:: Listed entries

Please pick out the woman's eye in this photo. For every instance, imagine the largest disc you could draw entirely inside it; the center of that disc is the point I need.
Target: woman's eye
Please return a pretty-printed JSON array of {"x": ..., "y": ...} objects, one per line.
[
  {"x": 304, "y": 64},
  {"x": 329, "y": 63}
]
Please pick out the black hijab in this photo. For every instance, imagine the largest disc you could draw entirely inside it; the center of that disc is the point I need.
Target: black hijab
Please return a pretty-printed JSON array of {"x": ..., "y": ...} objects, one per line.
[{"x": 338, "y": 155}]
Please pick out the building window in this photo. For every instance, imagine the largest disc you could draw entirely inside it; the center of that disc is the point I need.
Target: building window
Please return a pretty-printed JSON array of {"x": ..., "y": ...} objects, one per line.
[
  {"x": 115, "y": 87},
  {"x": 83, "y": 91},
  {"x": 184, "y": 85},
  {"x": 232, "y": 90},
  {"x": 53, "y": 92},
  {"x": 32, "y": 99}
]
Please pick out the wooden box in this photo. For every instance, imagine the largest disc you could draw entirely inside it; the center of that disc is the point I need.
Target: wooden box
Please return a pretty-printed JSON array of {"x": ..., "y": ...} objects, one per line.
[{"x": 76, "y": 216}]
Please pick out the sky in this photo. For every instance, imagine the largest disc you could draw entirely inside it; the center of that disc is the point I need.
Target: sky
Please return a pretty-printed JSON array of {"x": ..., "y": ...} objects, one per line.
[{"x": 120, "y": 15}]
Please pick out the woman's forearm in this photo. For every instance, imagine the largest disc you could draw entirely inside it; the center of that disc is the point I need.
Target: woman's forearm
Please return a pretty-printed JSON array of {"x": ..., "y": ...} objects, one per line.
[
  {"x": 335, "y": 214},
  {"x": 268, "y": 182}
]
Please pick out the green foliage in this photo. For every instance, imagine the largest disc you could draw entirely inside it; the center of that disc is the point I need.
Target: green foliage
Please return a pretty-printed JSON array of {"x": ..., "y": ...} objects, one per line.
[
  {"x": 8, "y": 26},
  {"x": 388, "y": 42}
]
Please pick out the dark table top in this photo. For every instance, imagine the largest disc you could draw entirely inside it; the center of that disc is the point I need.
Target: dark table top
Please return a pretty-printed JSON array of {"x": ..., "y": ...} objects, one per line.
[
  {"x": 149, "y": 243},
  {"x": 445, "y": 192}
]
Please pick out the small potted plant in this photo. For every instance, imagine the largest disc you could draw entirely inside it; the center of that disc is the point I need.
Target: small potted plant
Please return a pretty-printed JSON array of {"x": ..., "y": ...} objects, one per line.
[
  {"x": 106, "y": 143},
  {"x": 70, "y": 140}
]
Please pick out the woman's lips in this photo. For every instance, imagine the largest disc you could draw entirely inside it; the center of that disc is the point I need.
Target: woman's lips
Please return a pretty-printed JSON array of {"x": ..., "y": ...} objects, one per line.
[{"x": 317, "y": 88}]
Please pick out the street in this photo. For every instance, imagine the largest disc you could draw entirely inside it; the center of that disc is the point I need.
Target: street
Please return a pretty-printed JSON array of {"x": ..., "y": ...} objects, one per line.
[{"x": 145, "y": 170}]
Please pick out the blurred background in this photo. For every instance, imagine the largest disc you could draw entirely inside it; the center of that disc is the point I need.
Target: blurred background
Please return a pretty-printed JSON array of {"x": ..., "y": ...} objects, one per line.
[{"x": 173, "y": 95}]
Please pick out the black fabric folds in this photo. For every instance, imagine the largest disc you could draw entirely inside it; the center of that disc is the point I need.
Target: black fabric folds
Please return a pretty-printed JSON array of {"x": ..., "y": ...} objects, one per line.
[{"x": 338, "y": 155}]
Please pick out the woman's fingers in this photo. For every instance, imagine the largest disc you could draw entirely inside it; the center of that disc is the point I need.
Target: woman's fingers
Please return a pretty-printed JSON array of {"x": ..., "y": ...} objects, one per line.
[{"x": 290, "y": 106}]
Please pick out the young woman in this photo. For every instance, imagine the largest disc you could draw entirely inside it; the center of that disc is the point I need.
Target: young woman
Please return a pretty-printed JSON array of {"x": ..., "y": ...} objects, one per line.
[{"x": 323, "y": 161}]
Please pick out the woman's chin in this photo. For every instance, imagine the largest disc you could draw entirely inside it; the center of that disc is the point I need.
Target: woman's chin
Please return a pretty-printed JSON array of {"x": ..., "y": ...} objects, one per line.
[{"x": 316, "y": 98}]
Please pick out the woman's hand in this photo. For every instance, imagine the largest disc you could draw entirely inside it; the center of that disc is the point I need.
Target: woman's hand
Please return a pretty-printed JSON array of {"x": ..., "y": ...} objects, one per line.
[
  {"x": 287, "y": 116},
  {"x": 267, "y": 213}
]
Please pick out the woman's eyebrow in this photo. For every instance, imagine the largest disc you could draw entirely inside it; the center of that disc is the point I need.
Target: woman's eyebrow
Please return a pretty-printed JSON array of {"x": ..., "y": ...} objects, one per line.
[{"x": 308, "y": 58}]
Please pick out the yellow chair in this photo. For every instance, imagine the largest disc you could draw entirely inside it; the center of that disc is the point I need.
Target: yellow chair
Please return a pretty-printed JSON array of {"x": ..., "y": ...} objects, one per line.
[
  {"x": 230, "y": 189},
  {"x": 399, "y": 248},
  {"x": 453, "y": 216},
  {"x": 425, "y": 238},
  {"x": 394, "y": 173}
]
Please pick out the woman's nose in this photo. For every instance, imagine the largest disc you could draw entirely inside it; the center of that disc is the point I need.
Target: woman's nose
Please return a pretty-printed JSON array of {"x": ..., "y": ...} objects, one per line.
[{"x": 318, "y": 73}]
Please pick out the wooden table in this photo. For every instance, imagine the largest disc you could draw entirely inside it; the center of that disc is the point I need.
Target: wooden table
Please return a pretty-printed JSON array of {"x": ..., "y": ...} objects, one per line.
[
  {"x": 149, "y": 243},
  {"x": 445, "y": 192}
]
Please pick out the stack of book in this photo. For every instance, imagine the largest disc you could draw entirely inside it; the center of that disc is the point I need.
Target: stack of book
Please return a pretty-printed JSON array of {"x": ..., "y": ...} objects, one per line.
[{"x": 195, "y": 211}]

::::

Give back the data above exactly as it appears.

Please pick out the woman's eye in this photo. For every instance, imagine the largest disc you could draw entirely inside it; the center of that disc is the point I need.
Target: woman's eye
Please return a pretty-printed JSON array of {"x": ..., "y": ...} objects, one per line.
[
  {"x": 304, "y": 64},
  {"x": 329, "y": 63}
]
Please pick out the black hijab in this photo. For every instance, imagine the largest disc you could draw entirely inside it; the center of that disc is the point I need.
Target: black hijab
Please return a pretty-printed JSON array of {"x": ..., "y": ...} objects, one per line.
[{"x": 338, "y": 155}]
Please pick out the building window in this photo. For every instance, imagine the largest disc you could draw entirely inside it; the center of that disc is the point I need.
Target: building window
Please return a pretty-printed JSON array of {"x": ..., "y": ...} objects, one per line.
[
  {"x": 115, "y": 87},
  {"x": 83, "y": 91},
  {"x": 184, "y": 85},
  {"x": 232, "y": 90},
  {"x": 53, "y": 92},
  {"x": 32, "y": 99}
]
Please pick out the wooden box in this photo. For every instance, imagine the largest disc you could draw entirely inside it; the center of that disc is the point I need.
Target: wooden box
Please return a pretty-printed JSON array of {"x": ..., "y": ...} objects, one per line.
[{"x": 76, "y": 216}]
Please pick out the sky in this photo. For every instance, imagine the largest disc you could draw entirely inside it; the center of that disc is the point I need.
Target: sky
Please return a pretty-printed JSON array of {"x": ..., "y": ...} objects, one per line.
[{"x": 120, "y": 15}]
Please pick out the woman's forearm in this photo. For every instance, imagine the largest disc you could draw entirely inside it; the center of that disc is the point I need.
Target: woman's forearm
Please return a pretty-printed JSON array of {"x": ..., "y": ...} objects, one per line.
[
  {"x": 335, "y": 214},
  {"x": 268, "y": 182}
]
Please pick out the green foliage in this photo. For every instance, imagine the largest disc you could draw entirely inside it; the center of that disc is the point I need.
Target: green foliage
Please return a pretty-printed JSON array of {"x": ..., "y": ...} objects, one per line.
[
  {"x": 8, "y": 26},
  {"x": 388, "y": 42}
]
Please pick out the dark table top in this photo. For every instance, imagine the largest disc you could draw entirely inside it; the center of that disc is the point I need.
Target: dark table top
Please return a pretty-printed JSON array of {"x": ..., "y": ...} objects, one per line.
[
  {"x": 149, "y": 243},
  {"x": 445, "y": 192}
]
Please pick out the small potted plant in this photo. For every instance, imagine the largest disc you could draw entirely inside it; the center of that disc is the point I need.
Target: small potted plant
Please return a pretty-printed JSON array of {"x": ..., "y": ...} objects, one per line.
[
  {"x": 106, "y": 143},
  {"x": 70, "y": 140}
]
Please pick out the woman's lips in this photo. For every instance, imagine the largest disc you could draw entirely inside it; the center of that disc is the point I need.
Target: woman's lips
Please return a pretty-printed JSON array of {"x": ..., "y": ...} objects, one per line.
[{"x": 317, "y": 88}]
Please pick out the street in this photo. For every instance, imagine the largest disc you could draw entirely inside it; the center of that disc is the point I need.
Target: street
Please return a pretty-printed JSON array of {"x": ..., "y": ...} objects, one per line.
[{"x": 145, "y": 170}]
Please pick out the blurred background in this photo. For every instance, imagine the largest disc you could draw entirely inside it; the center of that disc is the point I need.
Target: blurred background
Please return a pretty-printed JSON array of {"x": ..., "y": ...} objects, one per line.
[{"x": 173, "y": 95}]
Please pick out the black fabric folds in this photo. For every instance, imagine the largest disc you could draw entirely inside it; the center of that disc is the point I need.
Target: black fabric folds
Please return a pretty-printed JSON array of {"x": ..., "y": ...} objects, one per line.
[{"x": 338, "y": 155}]
Please pick out the woman's fingers in this photo. For every instance, imagine the largest disc you could draw entirely inside it; the center of that disc is the point I need.
Target: woman's fingers
Please return a pretty-printed JSON array of {"x": ..., "y": ...} objects, one per line.
[{"x": 290, "y": 106}]
Please pick out the young woman in this photo. For every instance, imagine the largest disc you could draw entirely inside it; the center of that disc is the point I need.
Target: young woman
Please return a pretty-printed JSON array of {"x": ..., "y": ...} objects, one per line.
[{"x": 323, "y": 161}]
Please pick out the woman's chin in this photo. For every instance, imagine the largest disc you could draw entirely inside it; the center of that disc is the point I need.
Target: woman's chin
Please return a pretty-printed JSON array of {"x": ..., "y": ...} objects, one per line.
[{"x": 316, "y": 98}]
Please pick out the woman's hand in this photo. For every instance, imagine the largest disc you could draw entirely inside it; the center of that disc is the point I need.
Target: woman's hand
Please return a pretty-printed JSON array of {"x": ..., "y": ...} objects, one per line.
[
  {"x": 287, "y": 116},
  {"x": 267, "y": 213}
]
Please pick out the woman's eyebrow in this photo. For every instance, imagine the largest disc you could draw entirely inside it; the center of that disc is the point I need.
Target: woman's eyebrow
Please return a pretty-printed JSON array of {"x": ..., "y": ...} objects, one per line.
[{"x": 308, "y": 58}]
Please pick out the yellow chair in this photo. For every instance, imagine the largest disc you could draw entirely inside it; the center of that disc is the point I need.
Target: yellow chair
Please return a pretty-printed JSON array of {"x": ..., "y": ...} objects, one per line.
[
  {"x": 230, "y": 189},
  {"x": 399, "y": 248},
  {"x": 453, "y": 216},
  {"x": 425, "y": 238},
  {"x": 394, "y": 173}
]
Please pick out the woman's nose in this photo. For every instance, imagine the largest disc you could draw entirely inside it; the center of that disc is the point I need.
Target: woman's nose
Please return a pretty-printed JSON array of {"x": ..., "y": ...} objects, one per line.
[{"x": 318, "y": 73}]
Please pick out the wooden table in this photo. For every instance, imagine the largest disc you could draw entirely inside it; the center of that disc is the point I need.
Target: wooden table
Please return a pretty-printed JSON array of {"x": ..., "y": ...} objects, one per line.
[
  {"x": 149, "y": 243},
  {"x": 445, "y": 192}
]
Please pick out the stack of book in this photo. For every instance, imagine the largest disc you could draw entirely inside it; the center of that disc is the point I need.
Target: stack of book
Please return a pretty-printed JSON array of {"x": ..., "y": ...} objects, one per line.
[{"x": 195, "y": 211}]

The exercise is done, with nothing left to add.